======== ZITIERTER TEXT

Chiles Atacama-Wüste: Friedhof für gebrauchte Kleidung
In China produziert, in Europa konsumiert: Tausende Tonnen Second-Hand-Klamotten kommen jährlich in Chile an. In der Wüste wächst ein gigantischer Kleiderberg.

Alto Hospicio-Alle paar Jahre, wenn besonders viel Regen fällt, verwandelt sich der trockenste Ort der Welt in ein blau-violettes Farbenmeer. Die Farbkleckse, die sich nun bei Alto Hospicio durch die Atacama-Wüste im Norden Chiles ziehen, sind jedoch keine duftenden Blumen, sondern gebrauchte Klamotten. Tausende Hosen, T-Shirts und Pullover stapeln sich und bilden selbst Berge, verschandeln die hügelige Landschaft.
Chile ist einer der größten Importeure von Altkleidern in Lateinamerika. In der nahe gelegenen Freihandelszone von Iquique kamen in diesem Jahr bis Oktober 29.178 Tonnen gebrauchter Kleidung an, wie der Geschäftsführer des Verbandes der dort ansässigen Unternehmer, Darío Blanco, sagt.
Tonnenweise Altkleider verschandeln das Naturparadies
Ballenweise wird die Ware im Hafen entladen. Etwa 50 Importeure verkaufen die besten Stücke daraus, die anderen – schätzungsweise 40 Prozent – sortieren sie aus. „Diese Kleidung wird in den Bergen unserer Gemeinde entsorgt“, sagt Alto Hospicios Umweltbeauftragter Edgar Ortega. Bis zu 20 Tonnen alter Kleider landen so pro Tag in dem einzigartigen Naturparadies, seit Jahren geht das so.
Die größte Herausforderung für die Modeindustrie sei die Abfallmenge, die durch Fast Fashion entsteht, heißt es in einer Mitteilung der Umweltschutzorganisation Greenpeace. Die Bewohner von Alto Hospicio sehen sich dabei als Ende einer Kette, bei der in China produziert, in Europa oder den USA konsumiert und in Chile entsorgt wird.

================

• **AUFGABEN**:
(A) Gib aus dem Text über die Altkleider in der Atacama-Wüste den Abschnitt von „Alto Hospicio-Alle paar“ bis einschließlich „die hügelige Landschaft.“ wortgetreu aus.
(B) Schreib den Text über die Altkleider in der Atacama-Wüste im Anschluss an seinen letzten Satz weiter.
Die Zeilen weiter unten spielen hierfür keine Rolle.

======== QUELLDATEN

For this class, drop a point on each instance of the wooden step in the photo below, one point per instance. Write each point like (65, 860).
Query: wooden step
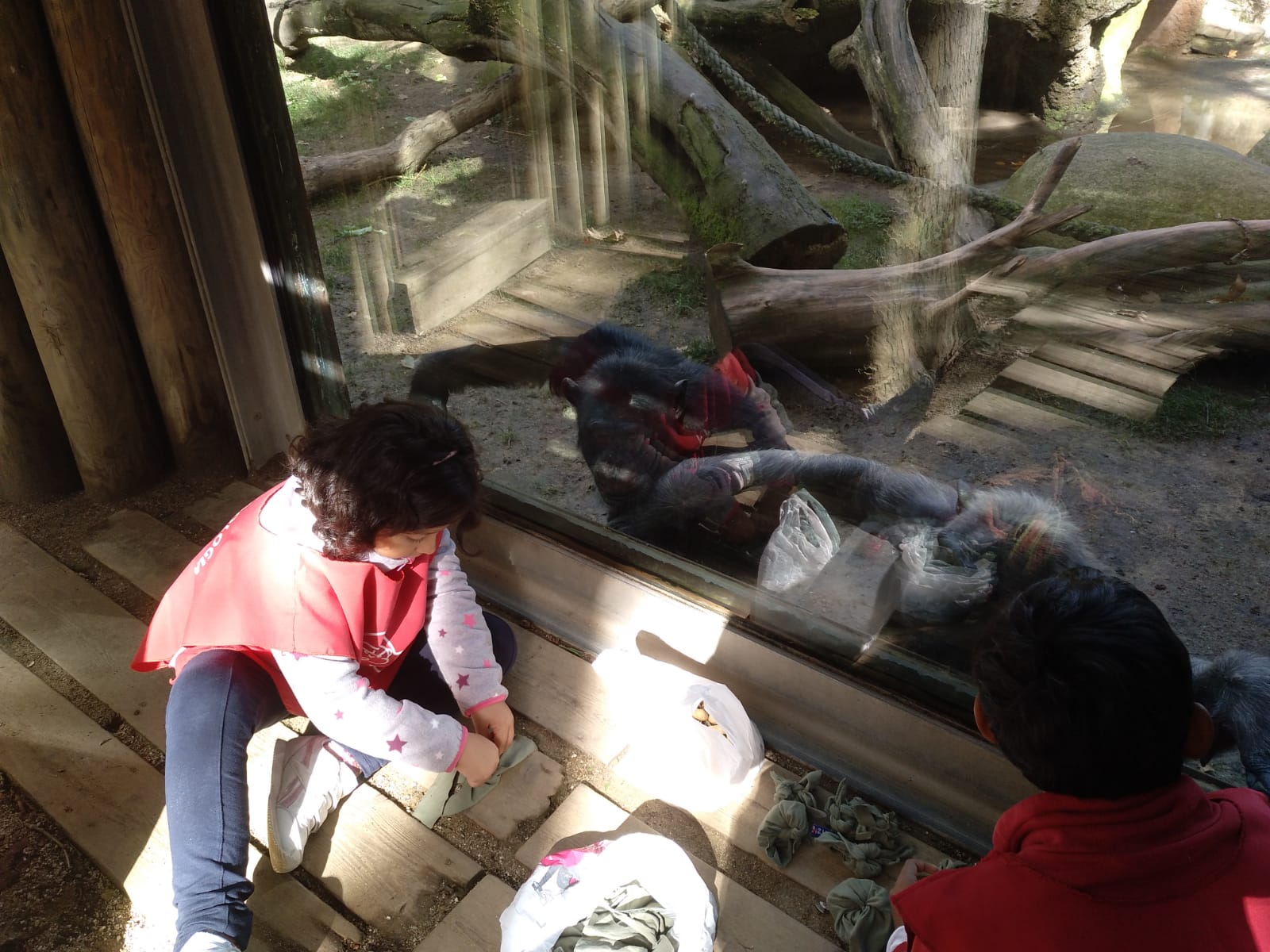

================

• **ENDGÜLTIGE ANTWORTEN**:
(A)
Alto Hospicio-Alle paar Jahre, wenn besonders viel Regen fällt, verwandelt sich der trockenste Ort der Welt in ein blau-violettes Farbenmeer. Die Farbkleckse, die sich nun bei Alto Hospicio durch die Atacama-Wüste im Norden Chiles ziehen, sind jedoch keine duftenden Blumen, sondern gebrauchte Klamotten. Tausende Hosen, T-Shirts und Pullover stapeln sich und bilden selbst Berge, verschandeln die hügelige Landschaft.

(B)
Die Stadt ist laut Ortega finanziell und personell kaum in der Lage, das Abladen zu verhindern, geschweige denn die Mülldeponie zu beseitigen. Gerade einmal fünf Inspektoren würden versuchen, jene zu erwischen, die die Altkleider in die Wüste kippen. „Das Problem entsteht viel früher“, sagt Ortega. Dadurch, dass die Kleidung aus anderen Ländern nicht als Textilmüll deklariert ist, sei nicht klar, wie die aussortierte Importware entsorgt werden soll. „Solange das nicht gelöst ist, werden wir die Situation nicht ändern.“
Camila Palma schmerzt es, wenn Kleidung als Müll bezeichnet werden soll. Palma ist Inhaberin von einem der vielen Second-Hand-Läden in der Hauptstadt Santiago de Chile. Weil große Konkurrenz herrscht, haben sich viele Läden spezialisiert – „Angora Vintage“ im charmanten, europäisch geprägten Viertel Paris-Londres im Stadtzentrum setzt vor allem auf Mode der 60er-, 70er- und 80er-Jahre.
Inhaberin Palma schwärmt am Telefon von Kleidung „Made in Germany“. Sie sagt: „Es gibt sehr gute Qualität, gute Fasern, gute Stoffe; wie ein Kleidungsstück gemacht wird, das gefällt mir.“ Palma weiß, wovon sie spricht: Die 35-Jährige hat Modedesign studiert. „Angora Vintage“ kauft auch keine Ballen, sondern die Stücke werden einzeln auf Märkten und Messen ausgesucht.

„Jetzt ist viel Plastik in der Kleidung, das ist das Problem“, sagt Palma. Sie wählt lieber alte Teile aus 100 Prozent Baumwolle, damit ein Kleidungsstück nicht jedes Mal, wenn es gewaschen wird, die Umwelt verschmutzt. „Das ist sehr wichtig, um einen nachhaltigen Laden zu haben.“ Ein einziges Teil aus Polyester kann laut Greenpeace bei einer Wäsche bis zu eine Million Mikroplastikfasern freisetzen.
In Alto Hospicio wird die Umwelt außerdem verschmutzt, wenn die Kleidung angezündet wird, um Platz zu schaffen. „Für gewöhnlich ist es ein großer Brand im Jahr“, sagt der Umweltbeauftragte Edgar Ortega. Die Feuerwehr versuche mit Wasser zu löschen, aber der Brand schwele noch Tage weiter.
All dies mag nicht so recht zu Chile passen, das in vielerlei Hinsicht fortschrittlich in Lateinamerika ist, sich etwa von Plastiktüten in Geschäften verabschiedet hat oder über ein Recycling-Gesetz nach dem Vorbild Europas verfügt. Es verpflichtet Unternehmen, sich um den Müll zu kümmern, den sie erzeugen. So hat man in Alto Hospicio eine Arbeitsgruppe mit dem Umweltministerium gebildet, um gebrauchte Kleidung in dieses Gesetz aufzunehmen.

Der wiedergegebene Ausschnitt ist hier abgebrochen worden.